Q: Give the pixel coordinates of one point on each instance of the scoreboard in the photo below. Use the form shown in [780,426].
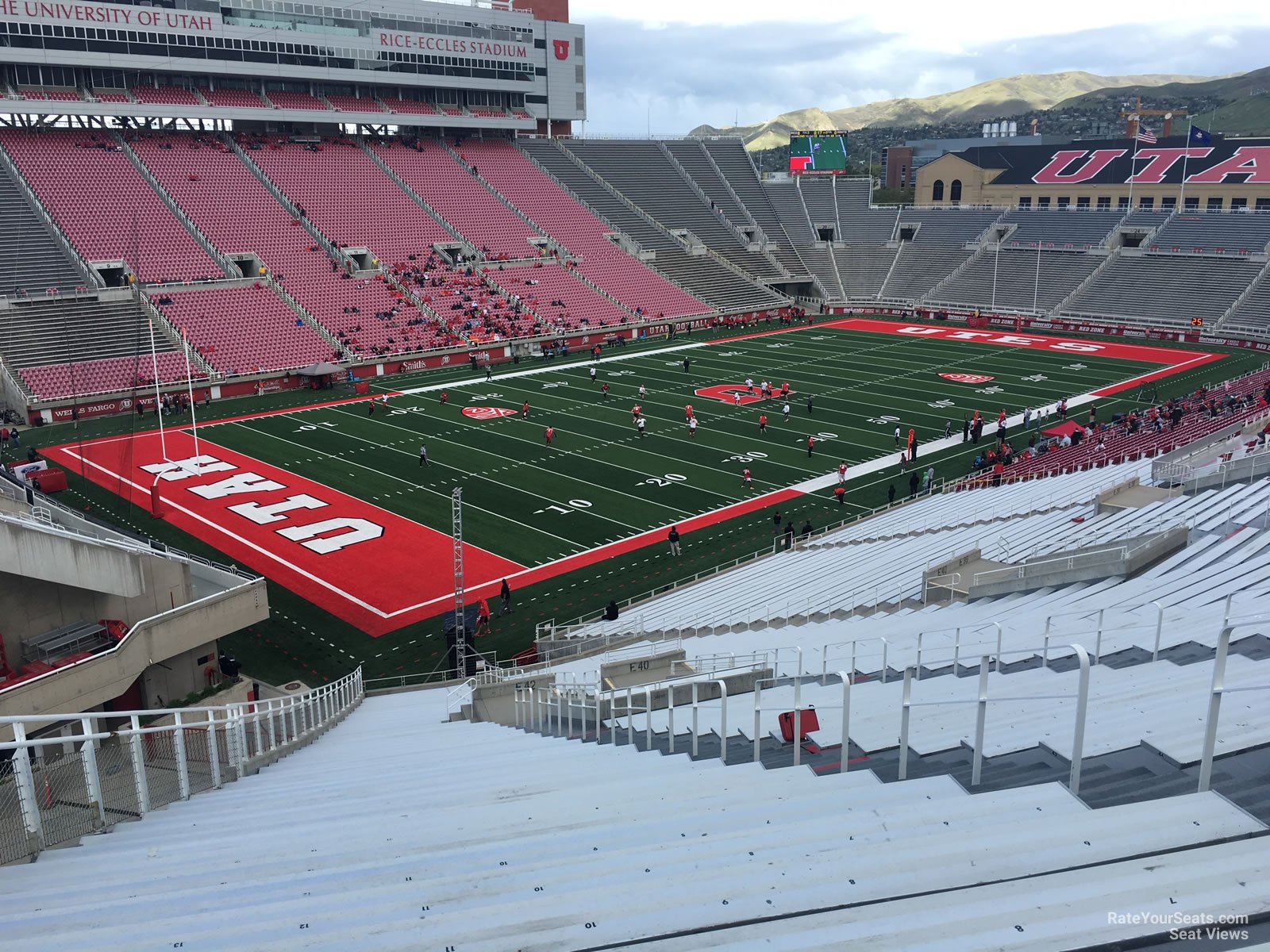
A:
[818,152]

++++++++

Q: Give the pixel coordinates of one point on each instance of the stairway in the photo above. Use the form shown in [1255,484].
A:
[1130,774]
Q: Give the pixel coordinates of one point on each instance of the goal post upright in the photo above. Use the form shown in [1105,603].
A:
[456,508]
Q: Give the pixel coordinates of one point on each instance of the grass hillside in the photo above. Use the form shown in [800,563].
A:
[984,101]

++++++++

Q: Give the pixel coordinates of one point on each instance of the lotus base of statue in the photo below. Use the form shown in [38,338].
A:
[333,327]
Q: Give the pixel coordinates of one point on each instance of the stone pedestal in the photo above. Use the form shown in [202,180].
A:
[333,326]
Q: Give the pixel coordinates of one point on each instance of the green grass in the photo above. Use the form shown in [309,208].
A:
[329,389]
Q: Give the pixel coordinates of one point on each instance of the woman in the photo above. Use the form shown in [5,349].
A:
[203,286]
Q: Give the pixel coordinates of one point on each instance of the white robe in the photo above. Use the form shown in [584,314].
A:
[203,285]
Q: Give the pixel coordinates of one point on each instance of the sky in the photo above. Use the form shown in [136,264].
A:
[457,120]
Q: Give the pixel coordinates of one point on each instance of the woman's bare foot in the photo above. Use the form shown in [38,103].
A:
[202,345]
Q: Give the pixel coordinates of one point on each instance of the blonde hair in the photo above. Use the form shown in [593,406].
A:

++++++++

### The task:
Your reply should hold every line from the data that contains "below", copied in full.

### Solution to the problem:
Q: Give the pixel coordinates of one point on each instance of the scoreboard in the photo below. Use the form shown in [780,426].
Q: Give the pixel coordinates of one point on each instance of the lotus base of statue in the photo below. Use the form shown in [38,338].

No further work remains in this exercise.